> Exercise aim
Each of the lines below must be retyped character for character.

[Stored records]
<<<<

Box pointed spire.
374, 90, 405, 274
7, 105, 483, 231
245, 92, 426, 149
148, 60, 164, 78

>>>>

> Response to the task
Box pointed spire.
374, 90, 405, 274
7, 105, 483, 231
245, 92, 426, 149
148, 60, 164, 78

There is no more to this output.